THE TASK:
Nothing in the entries may change when you repeat them, and no images may appear.

··· EXERCISE INPUT

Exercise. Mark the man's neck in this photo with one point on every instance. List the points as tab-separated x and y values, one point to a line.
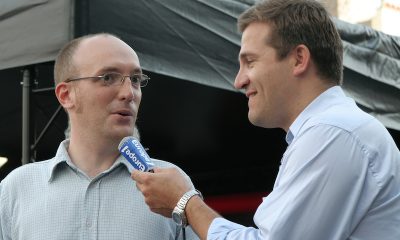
92	157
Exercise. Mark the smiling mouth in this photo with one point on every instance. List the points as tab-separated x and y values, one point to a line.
249	94
124	113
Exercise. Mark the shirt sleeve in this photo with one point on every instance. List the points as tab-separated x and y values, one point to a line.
221	229
317	192
4	221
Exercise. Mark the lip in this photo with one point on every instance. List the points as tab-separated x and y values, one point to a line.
124	112
250	93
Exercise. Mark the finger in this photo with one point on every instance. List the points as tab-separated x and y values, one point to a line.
136	175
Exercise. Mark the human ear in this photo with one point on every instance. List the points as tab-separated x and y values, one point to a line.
302	58
64	95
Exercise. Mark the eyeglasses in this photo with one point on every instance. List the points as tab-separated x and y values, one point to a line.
115	78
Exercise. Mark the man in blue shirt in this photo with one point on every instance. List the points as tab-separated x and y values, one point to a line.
85	191
340	175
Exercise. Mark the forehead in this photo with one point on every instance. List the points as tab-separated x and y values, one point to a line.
254	38
101	52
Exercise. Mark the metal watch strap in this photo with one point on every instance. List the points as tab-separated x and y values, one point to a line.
185	198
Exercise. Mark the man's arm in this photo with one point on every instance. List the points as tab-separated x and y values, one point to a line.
162	191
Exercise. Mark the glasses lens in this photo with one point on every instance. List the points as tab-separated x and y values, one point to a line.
139	79
112	78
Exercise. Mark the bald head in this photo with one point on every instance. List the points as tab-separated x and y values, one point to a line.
84	50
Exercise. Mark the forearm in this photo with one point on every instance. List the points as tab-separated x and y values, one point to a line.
199	216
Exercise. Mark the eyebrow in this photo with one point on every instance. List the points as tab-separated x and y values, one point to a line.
245	55
115	69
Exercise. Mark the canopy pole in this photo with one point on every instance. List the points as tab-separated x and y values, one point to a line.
26	92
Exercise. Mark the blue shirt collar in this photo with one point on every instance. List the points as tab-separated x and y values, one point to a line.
322	102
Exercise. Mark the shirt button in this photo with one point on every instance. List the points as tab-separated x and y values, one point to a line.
88	224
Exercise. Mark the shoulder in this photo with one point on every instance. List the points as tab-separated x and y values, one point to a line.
165	164
26	176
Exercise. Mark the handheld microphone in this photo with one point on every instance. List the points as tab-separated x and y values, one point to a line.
134	152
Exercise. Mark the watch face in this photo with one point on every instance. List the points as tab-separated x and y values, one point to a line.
177	218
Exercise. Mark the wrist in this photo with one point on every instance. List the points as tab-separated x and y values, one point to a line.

······

OUTPUT FOR THIS EXERCISE:
Exercise. Mark the man's neck in this photo with one point on every instance. List the points as tab-separated x and y values, one point to a line.
92	157
Exercise. Mark the smiling mouth in this photo with one point on every instance. List the points as tab-separated x and y values, one point to a line.
249	94
124	113
Exercise. Mark the shirt sleeve in this photo with one point on every instance. List the points as tab-separated x and y values, one point to a line.
221	229
317	192
4	221
Exercise. Mark the lip in this photo with one point on every instance. List the points as tab-separated x and y values, one point to a line.
124	112
250	93
Exercise. Mark the finger in this photo with one point on every instance. List the points as tab-separated x and y values, one point to a line.
136	175
Exercise. Mark the human ear in this photo with one point on every instance. List the points as tab-separated x and y values, one point to a line.
302	58
64	95
Exercise. Mark the eyeglasses in this photo with one point on every instance. List the points as tab-separated x and y values, one point to a line.
115	78
Exercise. Mark the man in blue shirt in this photo with one point on every instance. List the points as tab-separated x and y values, one point to a line.
85	191
340	175
Exercise. Mark the forehead in this photo with one point on every instance. List the points as tab-separated x and y values, one point to a line.
254	38
101	52
Exercise. Mark the metal watch strap in this photo with one point on every instance. List the points as tab-separated x and y values, one point to a line.
185	198
Exercise. Mark the man's arm in this photo with one point on every instance. List the points as tab-separated x and y values, one point to a line.
162	191
Exercise. Mark the glasses lens in this photo with one point on every instance. List the points as tab-separated x and y values, one point to a line.
139	79
112	78
Exercise. Mark the bald head in this photo with one point on every instance. List the points as tab-separated x and y values, one point to a line.
84	50
Exercise. Mark the forearm in this photo with one point on every instance. List the points as tab-separated x and y values, one point to a line.
199	216
Exercise. Mark the eyebrow in this photo with one point on every instance. List the points as tab-separated x and y values, one point to a line.
245	55
115	69
Exercise. Mark the canopy pole in this photo with one point on every instance. List the points as tab-separated x and y values, one point to a line.
26	92
Exercise. Mark the blue shirt collar in this photo with one point on every instance. List the points as tab-separated x and y values, one point to a line.
322	102
Exercise. Mark the shirt button in this photo with one point on every instance. List the points as tab-separated x and y values, one point to a line.
88	224
Exercise. Mark the shoulder in this photo with one point on every instance. List the points as tab-separated x and y values, one point to a line.
165	164
26	176
Exercise. Mark the handheld microphone in this photo with one point on every instance. List the points as tab-separated x and y values, one point to a line.
134	152
Exercise. Mark the watch face in this photo with one point on every instance. List the points as tab-separated x and y values, one point to a line.
177	218
Exercise. Mark the wrist in this photo with one point on every instance. List the points as tab-separated x and y values, one point to a line.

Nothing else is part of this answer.